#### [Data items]

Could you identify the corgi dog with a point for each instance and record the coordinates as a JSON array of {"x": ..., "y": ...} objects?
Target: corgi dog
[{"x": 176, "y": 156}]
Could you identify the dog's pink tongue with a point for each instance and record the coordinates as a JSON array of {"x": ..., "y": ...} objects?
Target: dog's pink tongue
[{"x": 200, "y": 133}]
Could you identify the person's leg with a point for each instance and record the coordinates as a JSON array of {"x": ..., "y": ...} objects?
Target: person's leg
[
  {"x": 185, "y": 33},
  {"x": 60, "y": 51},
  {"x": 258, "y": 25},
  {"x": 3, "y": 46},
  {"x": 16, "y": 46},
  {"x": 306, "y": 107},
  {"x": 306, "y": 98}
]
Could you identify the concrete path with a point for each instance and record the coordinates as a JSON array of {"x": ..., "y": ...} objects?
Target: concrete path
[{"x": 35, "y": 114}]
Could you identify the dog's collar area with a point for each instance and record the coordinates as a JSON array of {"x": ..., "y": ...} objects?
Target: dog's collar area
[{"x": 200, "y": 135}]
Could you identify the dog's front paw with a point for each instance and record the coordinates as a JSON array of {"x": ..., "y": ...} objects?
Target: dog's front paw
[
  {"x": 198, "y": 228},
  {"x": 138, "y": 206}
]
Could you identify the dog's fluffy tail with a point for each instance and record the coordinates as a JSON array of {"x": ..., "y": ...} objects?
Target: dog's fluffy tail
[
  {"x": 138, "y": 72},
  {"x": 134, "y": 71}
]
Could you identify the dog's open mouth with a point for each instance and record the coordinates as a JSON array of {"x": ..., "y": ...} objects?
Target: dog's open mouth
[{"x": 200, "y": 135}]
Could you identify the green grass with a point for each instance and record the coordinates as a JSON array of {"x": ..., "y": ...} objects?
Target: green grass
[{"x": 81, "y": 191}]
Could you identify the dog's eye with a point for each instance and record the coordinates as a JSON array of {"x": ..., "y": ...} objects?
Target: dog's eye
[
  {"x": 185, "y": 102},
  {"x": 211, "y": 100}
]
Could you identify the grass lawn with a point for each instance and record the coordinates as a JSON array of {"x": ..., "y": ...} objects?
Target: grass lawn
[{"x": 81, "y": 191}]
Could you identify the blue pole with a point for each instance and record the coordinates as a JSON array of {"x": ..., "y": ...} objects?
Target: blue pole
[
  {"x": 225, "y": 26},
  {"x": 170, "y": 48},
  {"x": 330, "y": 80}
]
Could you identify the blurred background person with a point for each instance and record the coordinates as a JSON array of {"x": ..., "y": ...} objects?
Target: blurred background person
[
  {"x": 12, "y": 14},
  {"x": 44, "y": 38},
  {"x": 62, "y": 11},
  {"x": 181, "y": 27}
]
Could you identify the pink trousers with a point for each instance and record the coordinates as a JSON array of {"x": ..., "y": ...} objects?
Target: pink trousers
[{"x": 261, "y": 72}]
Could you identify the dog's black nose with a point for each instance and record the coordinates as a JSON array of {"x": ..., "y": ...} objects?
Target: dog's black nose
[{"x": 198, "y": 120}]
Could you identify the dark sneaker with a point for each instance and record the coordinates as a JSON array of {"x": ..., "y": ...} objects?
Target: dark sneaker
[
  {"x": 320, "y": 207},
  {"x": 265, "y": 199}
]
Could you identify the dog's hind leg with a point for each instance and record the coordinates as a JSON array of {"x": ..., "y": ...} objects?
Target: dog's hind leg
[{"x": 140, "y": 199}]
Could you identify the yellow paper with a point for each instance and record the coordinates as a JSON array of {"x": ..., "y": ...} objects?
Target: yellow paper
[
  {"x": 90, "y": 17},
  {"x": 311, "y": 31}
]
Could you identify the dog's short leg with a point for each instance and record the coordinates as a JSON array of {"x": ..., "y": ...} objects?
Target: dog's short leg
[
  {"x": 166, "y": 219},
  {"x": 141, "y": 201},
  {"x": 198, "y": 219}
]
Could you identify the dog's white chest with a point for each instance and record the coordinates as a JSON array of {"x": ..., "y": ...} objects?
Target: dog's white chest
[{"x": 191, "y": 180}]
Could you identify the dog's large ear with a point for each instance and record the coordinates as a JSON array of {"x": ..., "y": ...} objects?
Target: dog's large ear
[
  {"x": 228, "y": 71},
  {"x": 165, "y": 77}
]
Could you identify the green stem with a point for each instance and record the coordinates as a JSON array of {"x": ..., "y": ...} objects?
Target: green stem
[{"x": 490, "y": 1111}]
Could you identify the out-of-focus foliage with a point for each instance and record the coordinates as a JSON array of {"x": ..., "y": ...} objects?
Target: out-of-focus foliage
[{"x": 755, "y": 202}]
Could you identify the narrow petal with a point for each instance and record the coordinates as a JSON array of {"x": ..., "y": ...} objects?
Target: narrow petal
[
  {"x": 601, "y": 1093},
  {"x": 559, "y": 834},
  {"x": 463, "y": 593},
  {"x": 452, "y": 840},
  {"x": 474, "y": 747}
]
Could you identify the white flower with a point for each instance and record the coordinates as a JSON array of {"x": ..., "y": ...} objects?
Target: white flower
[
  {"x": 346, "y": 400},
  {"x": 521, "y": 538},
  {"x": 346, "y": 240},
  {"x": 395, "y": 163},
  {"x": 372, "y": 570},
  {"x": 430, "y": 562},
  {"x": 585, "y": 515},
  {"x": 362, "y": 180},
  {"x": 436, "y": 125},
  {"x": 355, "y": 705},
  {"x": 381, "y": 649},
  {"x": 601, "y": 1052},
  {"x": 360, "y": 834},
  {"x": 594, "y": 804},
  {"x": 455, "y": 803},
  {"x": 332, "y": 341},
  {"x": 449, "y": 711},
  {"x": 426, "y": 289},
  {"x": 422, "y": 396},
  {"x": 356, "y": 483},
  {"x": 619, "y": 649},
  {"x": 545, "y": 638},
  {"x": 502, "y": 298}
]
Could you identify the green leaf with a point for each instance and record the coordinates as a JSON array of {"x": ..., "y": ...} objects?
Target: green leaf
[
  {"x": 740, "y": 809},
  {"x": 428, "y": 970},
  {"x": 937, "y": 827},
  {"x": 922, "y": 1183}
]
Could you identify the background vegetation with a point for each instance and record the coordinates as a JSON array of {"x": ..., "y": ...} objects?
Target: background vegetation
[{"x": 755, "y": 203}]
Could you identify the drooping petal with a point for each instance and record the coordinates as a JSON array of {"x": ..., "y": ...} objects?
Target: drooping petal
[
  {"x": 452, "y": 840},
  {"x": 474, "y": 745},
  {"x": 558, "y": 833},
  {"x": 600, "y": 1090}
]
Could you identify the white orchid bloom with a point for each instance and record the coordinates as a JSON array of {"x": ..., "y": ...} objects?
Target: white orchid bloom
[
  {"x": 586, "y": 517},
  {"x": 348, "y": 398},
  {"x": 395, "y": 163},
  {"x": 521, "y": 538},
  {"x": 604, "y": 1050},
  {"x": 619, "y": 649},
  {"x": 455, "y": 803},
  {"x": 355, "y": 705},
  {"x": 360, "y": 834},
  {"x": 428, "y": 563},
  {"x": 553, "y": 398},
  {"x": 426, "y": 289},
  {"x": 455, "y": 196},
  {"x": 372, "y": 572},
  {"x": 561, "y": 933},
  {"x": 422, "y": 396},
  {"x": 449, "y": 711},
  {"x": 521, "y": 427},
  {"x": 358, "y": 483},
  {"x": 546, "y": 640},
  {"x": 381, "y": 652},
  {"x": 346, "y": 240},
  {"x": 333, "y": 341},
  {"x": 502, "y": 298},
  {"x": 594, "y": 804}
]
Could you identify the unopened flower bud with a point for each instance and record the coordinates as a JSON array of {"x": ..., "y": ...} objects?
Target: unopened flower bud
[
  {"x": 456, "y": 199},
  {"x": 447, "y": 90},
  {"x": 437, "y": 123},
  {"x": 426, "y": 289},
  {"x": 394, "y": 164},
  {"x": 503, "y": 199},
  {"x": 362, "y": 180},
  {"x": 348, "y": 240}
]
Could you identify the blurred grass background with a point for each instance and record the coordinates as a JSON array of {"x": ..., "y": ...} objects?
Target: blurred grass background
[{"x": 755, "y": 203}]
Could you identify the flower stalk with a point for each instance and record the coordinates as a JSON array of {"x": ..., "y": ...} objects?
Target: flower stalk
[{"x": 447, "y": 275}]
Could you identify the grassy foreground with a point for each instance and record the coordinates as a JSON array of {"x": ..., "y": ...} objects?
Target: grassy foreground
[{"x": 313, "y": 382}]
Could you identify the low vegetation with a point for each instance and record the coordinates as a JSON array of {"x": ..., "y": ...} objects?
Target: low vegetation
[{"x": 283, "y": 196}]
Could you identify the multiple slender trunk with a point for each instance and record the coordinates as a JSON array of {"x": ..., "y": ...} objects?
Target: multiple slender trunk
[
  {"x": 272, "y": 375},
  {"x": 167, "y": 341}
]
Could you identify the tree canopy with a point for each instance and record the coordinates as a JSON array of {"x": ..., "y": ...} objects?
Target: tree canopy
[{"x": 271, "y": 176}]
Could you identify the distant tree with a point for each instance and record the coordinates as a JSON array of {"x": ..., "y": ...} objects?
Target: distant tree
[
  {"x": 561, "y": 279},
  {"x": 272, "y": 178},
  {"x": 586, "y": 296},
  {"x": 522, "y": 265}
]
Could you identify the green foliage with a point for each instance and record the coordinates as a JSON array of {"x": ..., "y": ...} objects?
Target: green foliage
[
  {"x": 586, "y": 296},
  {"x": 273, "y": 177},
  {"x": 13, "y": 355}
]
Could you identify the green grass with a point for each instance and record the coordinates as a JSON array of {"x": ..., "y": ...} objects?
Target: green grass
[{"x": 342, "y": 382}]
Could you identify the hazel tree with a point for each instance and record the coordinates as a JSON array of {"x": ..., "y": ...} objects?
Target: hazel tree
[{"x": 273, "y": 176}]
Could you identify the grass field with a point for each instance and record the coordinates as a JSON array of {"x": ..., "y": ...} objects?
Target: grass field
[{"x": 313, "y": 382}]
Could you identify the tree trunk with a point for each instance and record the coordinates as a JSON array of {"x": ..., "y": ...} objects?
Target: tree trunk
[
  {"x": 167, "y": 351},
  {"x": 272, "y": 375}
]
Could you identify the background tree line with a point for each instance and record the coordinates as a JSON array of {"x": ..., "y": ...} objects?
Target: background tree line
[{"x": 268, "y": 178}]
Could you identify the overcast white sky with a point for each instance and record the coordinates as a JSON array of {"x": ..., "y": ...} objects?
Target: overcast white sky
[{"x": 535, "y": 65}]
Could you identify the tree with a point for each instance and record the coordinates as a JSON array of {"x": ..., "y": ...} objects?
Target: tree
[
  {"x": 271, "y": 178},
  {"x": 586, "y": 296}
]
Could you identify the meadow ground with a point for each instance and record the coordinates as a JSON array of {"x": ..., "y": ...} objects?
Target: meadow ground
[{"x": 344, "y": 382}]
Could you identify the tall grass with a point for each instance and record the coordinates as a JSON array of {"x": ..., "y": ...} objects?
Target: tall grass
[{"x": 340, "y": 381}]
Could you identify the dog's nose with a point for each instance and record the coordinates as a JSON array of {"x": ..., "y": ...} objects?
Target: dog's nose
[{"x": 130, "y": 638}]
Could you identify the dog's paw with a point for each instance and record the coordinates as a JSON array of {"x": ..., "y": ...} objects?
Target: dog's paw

#### [GOAL]
Repeat only the lines running from the line that contains "Could you identify the tree with" through the last line above, inclusive.

#### [SOLUTION FOR THIS TASK]
Could you identify the tree with a point for each instance and record the coordinates as a JSON array of {"x": ..., "y": ...} objects?
Target: tree
[
  {"x": 271, "y": 178},
  {"x": 586, "y": 296}
]
Could you identify the meadow ground with a point for each instance and record the coordinates as a JSON array of {"x": ..., "y": ...} objects?
Target: meadow ground
[{"x": 344, "y": 382}]
Could you identify the tall grass with a point for each instance and record the coordinates as a JSON array of {"x": ..., "y": ...} objects?
Target: tall grass
[{"x": 340, "y": 381}]
Could you identify the dog's nose with a point for each instance and record the coordinates as a JSON array of {"x": ..., "y": ...} objects?
Target: dog's nose
[{"x": 130, "y": 638}]
Could you identify the dog's paw with a point for each instance and record the coordinates as a JSON array of {"x": ..., "y": ...} objects?
Target: dog's paw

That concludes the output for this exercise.